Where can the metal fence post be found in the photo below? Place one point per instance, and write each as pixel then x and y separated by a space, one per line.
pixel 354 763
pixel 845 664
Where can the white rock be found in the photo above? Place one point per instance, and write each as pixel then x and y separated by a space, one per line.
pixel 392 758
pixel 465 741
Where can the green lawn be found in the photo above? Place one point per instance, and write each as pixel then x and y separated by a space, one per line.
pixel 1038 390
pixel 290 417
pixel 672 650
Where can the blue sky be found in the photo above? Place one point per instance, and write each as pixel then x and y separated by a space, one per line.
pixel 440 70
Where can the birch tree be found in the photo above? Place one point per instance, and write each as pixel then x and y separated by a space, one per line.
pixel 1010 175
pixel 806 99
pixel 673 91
-*-*-
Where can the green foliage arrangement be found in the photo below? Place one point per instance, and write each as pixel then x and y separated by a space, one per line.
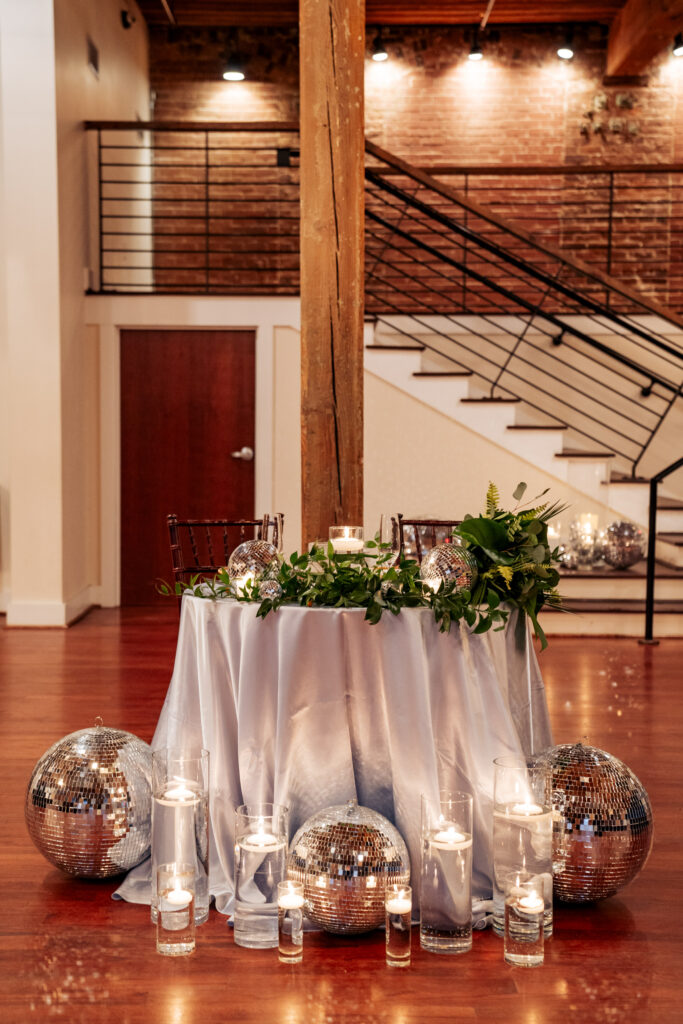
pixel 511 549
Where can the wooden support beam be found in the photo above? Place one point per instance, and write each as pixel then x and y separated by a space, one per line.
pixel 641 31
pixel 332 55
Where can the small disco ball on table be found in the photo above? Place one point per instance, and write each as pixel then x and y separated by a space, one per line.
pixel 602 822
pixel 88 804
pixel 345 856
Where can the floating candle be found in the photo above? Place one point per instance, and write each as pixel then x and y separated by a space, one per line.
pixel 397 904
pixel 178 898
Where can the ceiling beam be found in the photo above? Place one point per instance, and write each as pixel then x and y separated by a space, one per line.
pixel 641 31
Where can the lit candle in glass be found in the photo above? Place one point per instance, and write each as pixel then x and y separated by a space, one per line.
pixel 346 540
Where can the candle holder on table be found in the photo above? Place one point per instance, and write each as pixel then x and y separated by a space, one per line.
-*-*-
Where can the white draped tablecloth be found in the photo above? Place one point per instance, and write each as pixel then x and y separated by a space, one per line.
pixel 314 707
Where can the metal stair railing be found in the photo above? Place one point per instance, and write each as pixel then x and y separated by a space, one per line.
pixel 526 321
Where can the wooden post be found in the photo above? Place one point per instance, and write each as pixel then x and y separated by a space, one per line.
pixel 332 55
-*-*-
- What to work on: Swap "green lawn" for "grassy field" in the records from the line with "Where can the metal fence" to the line with "pixel 673 91". Write out only those lines again and change nothing else.

- Answer to the exercise:
Where can the metal fence post be found in the photo below? Place one point per instance, and write each as pixel then x and y separated by a space, one per line.
pixel 354 763
pixel 845 664
Where can the white rock be found in the photo above? Place one point per instance, and write each as pixel then x and y separated by a space, one per line.
pixel 392 758
pixel 465 741
Where can the grassy field be found in the photo above? Place one point per instance, and write each as pixel then x and y separated by a space, one per line.
pixel 1038 390
pixel 290 417
pixel 672 650
Where can the blue sky be found in the photo above? Place one point per instance, and write each as pixel then x and y separated by a space, one per line.
pixel 440 70
Where can the birch tree be found in the photo above? Place one point per instance, and write each as pixel then x and y separated by a space, one per line.
pixel 1010 175
pixel 806 99
pixel 673 91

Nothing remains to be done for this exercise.